-- begin Source excerpt --

The Executive Computer

Apple Invades I.B.M.'s Domain

By Peter H. Lewis
The New York Times

August 30, 1987

Walk into any major corporation and check the computers used there. The latest market surveys find that 85 percent of them are I.B.M. PC's or I.B.M. compatibles. That's hardly a surprise.

What is surprising is that 9 percent of them are from Apple Computer Inc., a company that not too long ago reveled in its anti-corporate image. Apple is now aggressively wooing the Fortune 1,000 community, the same crowd it once gleefully depicted in television advertisements as mindless drones subservient to the will of Big Brother - Big Blue Brother, that is.

While the Macintosh started life as a computer ''for the rest of us,'' as Apple liked to say, it now wants to be accepted as one of the big boys. ''We want to be the third center of gravity in computers, along with I.B.M. and D.E.C.,'' said John Sculley, Apple's chairman, at MacWorld Expo '87, a trade show in Boston earlier this month.

The company hopes to double its share of the corporate market by 1990, and such a growth curve might indeed be possible if the crowd at the MacWorld was any indication. More than 20,000 visitors, many of them wearing suits and corporate power ties, prowled among the 350 exhibitors, looking at new business software applications that included a wide selection of powerful spreadsheets, data bases and word processors - I.B.M.'s turf - in addition to the Mac's traditional base of desktop publishing tools.

''This show is very gratifying,'' said Guy Kawasaki, a former Apple employee who is president of Acius Inc., the maker of 4th Dimension, a data base program for the Mac. ''I can remember when it was MacPaint, MacWrite and 10 carrying-case vendors.''

Can Apple stake a claim on I.B.M.'s ground? A panel at MacWorld took up that issue.

One of the panelists, Sherman Uchill, the president of Sherman Howe Computer Stores, of Wellesley, Mass., talked about the perils of prognostication.

-- end Source excerpt --

Aim A: Gather every line of the listing that contains the word "calm", treating uppercase and lowercase letters as distinct.

-- begin Data shown --

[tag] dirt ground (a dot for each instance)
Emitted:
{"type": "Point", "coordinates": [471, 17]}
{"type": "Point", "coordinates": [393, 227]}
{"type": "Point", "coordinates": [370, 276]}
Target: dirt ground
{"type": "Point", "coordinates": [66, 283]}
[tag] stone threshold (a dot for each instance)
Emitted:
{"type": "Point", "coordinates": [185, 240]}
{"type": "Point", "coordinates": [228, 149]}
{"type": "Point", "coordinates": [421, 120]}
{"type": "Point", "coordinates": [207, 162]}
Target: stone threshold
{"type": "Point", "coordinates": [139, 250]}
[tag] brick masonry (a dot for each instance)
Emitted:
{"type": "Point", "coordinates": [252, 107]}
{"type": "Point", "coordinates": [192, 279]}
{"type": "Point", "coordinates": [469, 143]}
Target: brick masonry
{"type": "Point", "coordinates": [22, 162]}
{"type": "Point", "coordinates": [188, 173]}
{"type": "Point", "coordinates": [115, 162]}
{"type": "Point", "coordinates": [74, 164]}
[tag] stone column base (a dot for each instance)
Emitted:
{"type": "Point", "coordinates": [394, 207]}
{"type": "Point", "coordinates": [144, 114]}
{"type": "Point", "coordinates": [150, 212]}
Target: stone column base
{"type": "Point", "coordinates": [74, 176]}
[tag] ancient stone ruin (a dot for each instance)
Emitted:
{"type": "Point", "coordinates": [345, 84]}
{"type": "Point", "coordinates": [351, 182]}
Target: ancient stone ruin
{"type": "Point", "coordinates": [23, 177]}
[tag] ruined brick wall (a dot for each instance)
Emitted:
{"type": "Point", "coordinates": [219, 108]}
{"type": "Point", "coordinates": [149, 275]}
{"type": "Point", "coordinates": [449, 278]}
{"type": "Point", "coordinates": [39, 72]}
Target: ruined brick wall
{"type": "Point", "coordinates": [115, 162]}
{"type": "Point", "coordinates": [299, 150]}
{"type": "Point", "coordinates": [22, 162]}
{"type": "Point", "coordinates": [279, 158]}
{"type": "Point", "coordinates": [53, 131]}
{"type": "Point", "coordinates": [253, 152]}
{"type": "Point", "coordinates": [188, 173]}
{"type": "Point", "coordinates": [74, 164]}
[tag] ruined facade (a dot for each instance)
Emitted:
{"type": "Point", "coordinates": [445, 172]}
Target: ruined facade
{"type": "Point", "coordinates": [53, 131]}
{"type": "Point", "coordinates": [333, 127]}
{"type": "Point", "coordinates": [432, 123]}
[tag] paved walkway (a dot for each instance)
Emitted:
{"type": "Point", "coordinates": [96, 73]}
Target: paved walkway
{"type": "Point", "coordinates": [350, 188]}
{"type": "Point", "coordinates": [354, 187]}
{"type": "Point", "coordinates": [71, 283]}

-- end Data shown --
-- begin Data shown --

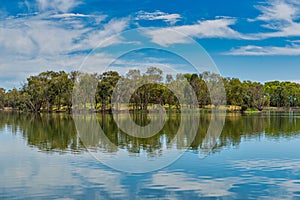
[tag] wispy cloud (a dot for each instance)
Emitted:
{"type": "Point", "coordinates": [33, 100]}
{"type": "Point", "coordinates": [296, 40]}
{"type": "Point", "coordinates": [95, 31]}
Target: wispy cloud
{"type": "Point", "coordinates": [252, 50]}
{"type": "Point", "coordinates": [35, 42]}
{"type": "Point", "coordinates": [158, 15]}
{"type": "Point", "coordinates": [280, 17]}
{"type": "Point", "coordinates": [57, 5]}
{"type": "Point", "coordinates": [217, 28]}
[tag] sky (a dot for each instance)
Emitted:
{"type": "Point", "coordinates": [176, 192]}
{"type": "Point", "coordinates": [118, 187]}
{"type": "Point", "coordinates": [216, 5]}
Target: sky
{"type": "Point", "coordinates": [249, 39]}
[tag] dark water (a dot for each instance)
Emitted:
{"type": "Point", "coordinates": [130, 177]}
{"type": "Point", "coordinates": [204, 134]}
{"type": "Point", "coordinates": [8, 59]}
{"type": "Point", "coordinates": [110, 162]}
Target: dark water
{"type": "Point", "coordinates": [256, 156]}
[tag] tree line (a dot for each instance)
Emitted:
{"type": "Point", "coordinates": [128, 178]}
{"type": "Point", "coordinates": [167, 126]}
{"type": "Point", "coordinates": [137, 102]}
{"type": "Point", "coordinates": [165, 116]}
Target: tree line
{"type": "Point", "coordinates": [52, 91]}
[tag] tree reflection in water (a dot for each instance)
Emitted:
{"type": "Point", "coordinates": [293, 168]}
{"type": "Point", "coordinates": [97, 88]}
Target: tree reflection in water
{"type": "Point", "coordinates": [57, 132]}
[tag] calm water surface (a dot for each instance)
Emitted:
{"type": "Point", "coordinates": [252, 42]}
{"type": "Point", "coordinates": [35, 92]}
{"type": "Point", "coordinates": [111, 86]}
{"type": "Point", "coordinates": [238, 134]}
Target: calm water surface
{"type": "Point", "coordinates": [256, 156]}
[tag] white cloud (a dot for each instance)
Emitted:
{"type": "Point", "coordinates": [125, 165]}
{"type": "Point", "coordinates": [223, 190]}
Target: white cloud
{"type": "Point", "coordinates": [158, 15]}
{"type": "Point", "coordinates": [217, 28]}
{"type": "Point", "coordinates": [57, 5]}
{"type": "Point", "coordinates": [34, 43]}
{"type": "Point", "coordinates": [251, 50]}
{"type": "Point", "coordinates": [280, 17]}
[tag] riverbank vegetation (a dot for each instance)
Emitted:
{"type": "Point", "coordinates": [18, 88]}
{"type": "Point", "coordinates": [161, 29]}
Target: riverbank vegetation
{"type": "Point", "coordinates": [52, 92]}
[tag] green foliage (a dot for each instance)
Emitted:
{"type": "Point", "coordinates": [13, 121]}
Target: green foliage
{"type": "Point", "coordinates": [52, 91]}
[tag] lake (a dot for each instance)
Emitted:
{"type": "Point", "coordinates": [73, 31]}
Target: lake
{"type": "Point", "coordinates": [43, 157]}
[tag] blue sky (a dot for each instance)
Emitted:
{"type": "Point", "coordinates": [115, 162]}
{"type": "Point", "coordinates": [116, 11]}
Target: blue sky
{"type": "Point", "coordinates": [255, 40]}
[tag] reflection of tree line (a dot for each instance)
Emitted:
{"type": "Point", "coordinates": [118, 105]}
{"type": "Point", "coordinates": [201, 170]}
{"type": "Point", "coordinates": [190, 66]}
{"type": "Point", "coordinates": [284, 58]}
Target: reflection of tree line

-- end Data shown --

Aim B: According to the article, what percentage of the computers used in major corporations come from Apple Computer Inc.?

Worked solution A:
[tag] calm water surface (a dot for each instance)
Target: calm water surface

Worked solution B: 9 percent